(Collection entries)

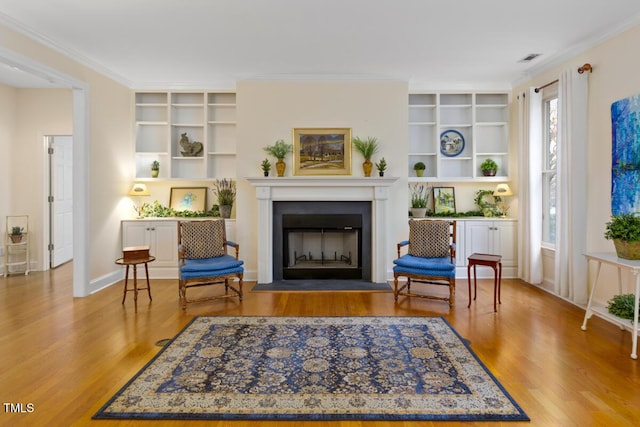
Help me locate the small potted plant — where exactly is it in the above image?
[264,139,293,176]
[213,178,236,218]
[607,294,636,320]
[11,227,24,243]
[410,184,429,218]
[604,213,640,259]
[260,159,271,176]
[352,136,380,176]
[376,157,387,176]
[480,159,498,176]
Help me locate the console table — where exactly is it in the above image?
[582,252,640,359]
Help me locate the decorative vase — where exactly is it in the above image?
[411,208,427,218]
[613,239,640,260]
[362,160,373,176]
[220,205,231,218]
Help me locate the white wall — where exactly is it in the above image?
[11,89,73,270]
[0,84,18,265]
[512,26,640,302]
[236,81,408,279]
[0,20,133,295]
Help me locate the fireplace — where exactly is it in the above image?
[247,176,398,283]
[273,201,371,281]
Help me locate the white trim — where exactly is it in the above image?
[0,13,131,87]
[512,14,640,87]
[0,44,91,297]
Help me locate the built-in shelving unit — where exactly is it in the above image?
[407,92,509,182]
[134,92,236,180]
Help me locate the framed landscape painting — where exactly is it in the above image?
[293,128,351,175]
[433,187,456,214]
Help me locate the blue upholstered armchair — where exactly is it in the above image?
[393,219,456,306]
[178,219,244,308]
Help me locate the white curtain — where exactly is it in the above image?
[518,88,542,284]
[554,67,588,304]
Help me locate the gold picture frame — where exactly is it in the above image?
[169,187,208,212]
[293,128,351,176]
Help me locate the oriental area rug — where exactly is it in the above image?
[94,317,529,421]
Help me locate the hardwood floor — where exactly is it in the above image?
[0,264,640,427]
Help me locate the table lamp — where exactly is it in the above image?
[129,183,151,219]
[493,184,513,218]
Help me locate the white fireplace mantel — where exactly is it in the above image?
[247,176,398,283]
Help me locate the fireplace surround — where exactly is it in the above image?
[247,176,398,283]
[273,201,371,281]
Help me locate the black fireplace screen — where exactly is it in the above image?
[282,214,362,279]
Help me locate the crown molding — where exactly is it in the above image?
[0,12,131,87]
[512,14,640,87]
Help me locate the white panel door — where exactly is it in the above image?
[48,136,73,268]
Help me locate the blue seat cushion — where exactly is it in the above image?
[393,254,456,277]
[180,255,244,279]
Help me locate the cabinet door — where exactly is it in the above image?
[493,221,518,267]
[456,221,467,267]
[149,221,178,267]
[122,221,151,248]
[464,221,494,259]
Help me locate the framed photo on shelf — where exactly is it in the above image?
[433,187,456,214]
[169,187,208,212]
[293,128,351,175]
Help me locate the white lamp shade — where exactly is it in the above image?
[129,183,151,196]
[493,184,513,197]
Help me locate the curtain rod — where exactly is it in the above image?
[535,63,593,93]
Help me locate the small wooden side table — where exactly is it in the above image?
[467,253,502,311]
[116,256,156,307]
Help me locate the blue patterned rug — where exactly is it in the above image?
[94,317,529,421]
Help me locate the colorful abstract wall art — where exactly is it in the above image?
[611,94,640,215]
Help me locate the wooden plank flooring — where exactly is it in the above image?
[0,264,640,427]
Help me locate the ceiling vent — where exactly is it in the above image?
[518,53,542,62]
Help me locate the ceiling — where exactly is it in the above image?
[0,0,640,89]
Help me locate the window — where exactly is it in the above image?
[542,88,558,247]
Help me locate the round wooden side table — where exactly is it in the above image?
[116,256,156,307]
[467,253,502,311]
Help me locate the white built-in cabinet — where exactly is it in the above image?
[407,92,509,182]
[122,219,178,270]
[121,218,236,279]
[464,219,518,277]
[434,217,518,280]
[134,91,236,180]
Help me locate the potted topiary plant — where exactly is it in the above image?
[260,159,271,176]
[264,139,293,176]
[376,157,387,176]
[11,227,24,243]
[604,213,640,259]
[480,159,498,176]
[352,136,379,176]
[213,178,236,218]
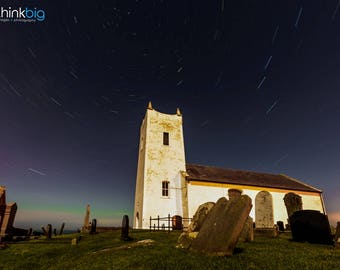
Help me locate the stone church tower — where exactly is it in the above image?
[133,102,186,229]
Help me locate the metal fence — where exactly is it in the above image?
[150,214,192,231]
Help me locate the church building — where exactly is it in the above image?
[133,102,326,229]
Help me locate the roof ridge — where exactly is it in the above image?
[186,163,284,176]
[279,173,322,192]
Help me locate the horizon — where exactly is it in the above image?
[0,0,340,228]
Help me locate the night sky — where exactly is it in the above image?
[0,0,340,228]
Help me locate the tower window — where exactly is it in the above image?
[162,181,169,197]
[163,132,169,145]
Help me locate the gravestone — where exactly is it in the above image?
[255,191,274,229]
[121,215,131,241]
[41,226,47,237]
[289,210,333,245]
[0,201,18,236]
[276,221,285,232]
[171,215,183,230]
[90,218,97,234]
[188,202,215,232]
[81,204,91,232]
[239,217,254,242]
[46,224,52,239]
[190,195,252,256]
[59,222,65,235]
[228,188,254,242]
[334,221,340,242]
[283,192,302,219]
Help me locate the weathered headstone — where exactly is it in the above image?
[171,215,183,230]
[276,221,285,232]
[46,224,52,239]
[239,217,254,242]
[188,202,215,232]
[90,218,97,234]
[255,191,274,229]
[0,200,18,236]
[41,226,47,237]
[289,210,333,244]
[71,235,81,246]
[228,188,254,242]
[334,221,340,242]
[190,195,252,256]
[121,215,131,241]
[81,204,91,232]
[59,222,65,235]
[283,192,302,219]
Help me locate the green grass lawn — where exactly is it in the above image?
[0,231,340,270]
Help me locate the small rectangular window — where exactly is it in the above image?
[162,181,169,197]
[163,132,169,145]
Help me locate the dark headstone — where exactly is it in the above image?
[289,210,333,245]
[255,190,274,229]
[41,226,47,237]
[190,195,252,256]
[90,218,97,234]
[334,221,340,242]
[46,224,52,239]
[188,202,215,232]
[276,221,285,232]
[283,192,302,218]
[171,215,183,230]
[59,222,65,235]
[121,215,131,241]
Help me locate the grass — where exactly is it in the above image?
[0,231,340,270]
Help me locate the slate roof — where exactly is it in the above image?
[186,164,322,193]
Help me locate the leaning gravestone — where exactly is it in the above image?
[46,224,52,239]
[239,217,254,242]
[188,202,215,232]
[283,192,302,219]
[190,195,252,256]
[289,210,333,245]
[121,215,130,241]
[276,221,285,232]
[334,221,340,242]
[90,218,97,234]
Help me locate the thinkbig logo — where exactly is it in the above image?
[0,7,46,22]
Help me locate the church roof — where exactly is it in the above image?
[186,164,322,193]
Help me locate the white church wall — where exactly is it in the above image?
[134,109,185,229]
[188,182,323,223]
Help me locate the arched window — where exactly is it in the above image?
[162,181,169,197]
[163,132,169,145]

Written instruction
Rescale the rows from the line with "Help me locate the wooden" to the line with "[150,214,192,231]", repeating every line including the requests, and multiply each bounding-box coordinate in the answers by 1.6, rounding to whole numbers with halves rounded up. Leave the pictures out of your answer.

Reply to the task
Help me locate the wooden plank flooring — where exactly is it in the above image?
[0,422,1024,683]
Help me locate the ceiling vent — where exactly is it in the above image?
[829,85,867,99]
Help me locate the ceiling — where exactly is it in the above image?
[0,0,1024,142]
Help me locate the window — where exactly is it in the above image?
[867,141,893,395]
Help me locate the round wooden side table — where exactly is it in the above image?
[186,410,250,491]
[747,405,803,498]
Help me locate the white built-in cabinet — where exactly is it in the above image?
[651,147,814,291]
[195,350,285,432]
[194,349,378,446]
[742,350,829,443]
[694,347,829,448]
[214,146,378,288]
Help me locate the potted topiary plant — where exactly is it in the above image?
[416,254,434,282]
[422,222,469,282]
[602,251,619,282]
[18,363,38,389]
[966,341,1024,414]
[768,254,797,282]
[563,218,606,282]
[341,285,378,349]
Help me locate the stone church tower — where exactly is it in the above image?
[213,163,298,366]
Help me locate the metal fence — where exactly is it in the above image?
[240,342,307,370]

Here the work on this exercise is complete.